▶ [Extracted information]:
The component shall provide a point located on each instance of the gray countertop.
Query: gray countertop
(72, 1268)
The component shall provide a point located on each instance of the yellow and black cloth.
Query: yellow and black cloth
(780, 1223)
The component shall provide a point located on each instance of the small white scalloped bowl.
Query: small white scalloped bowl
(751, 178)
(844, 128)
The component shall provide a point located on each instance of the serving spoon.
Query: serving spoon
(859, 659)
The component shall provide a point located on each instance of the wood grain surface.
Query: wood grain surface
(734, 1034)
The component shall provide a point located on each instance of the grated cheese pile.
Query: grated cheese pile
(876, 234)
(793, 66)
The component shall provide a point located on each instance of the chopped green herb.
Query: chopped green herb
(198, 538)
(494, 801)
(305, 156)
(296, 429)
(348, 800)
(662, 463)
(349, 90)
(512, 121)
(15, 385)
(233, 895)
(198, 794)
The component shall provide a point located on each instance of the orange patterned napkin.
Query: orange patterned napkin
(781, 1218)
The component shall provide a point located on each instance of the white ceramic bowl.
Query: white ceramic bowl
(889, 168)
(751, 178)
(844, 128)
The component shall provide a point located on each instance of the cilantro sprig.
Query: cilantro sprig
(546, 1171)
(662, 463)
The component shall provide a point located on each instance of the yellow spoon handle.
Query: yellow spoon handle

▶ [Task objective]: Arrange all of the rows above as a numbered list, leaving out any blank lines.

▶ [Written solution]:
1. The component shall provide a point located on each instance of the gray countertop.
2. Query: gray countertop
3. (72, 1268)
4. The component shall provide a point located on each instance of the yellow and black cloth.
5. Query: yellow and black cloth
6. (780, 1223)
7. The component shall provide a point located on each instance of the small white scalloped bowl.
8. Query: small white scalloped bowl
9. (751, 178)
10. (844, 128)
11. The component shall provide a point located on each instance of the serving spoon.
12. Query: serving spoon
13. (859, 659)
14. The component shall provide a point located on each instance of the wood grain surface.
15. Query: wood grain surface
16. (734, 1034)
17. The component shall provide a point located on each instance of the grated cheese pile.
18. Query: grated cheese pile
19. (876, 234)
20. (793, 66)
21. The component shall provide a point located on each instance of the chopped green herb.
22. Query: chopped green herb
23. (198, 538)
24. (494, 801)
25. (305, 156)
26. (296, 429)
27. (348, 800)
28. (662, 463)
29. (349, 90)
30. (512, 121)
31. (15, 385)
32. (233, 895)
33. (198, 794)
34. The component shall provide a point located on each instance of the orange patterned napkin.
35. Query: orange patterned napkin
36. (781, 1218)
37. The component shall provide a point located on each instance of the white ceramic bowl.
38. Query: white ceramic bowl
39. (889, 168)
40. (751, 178)
41. (844, 128)
42. The component shall provide a point located on each instance of the cilantro sprig.
43. Query: cilantro sprig
44. (546, 1171)
45. (662, 463)
46. The component shall provide a point located on each instance of the yellow spoon handle.
47. Query: yellow spoon handle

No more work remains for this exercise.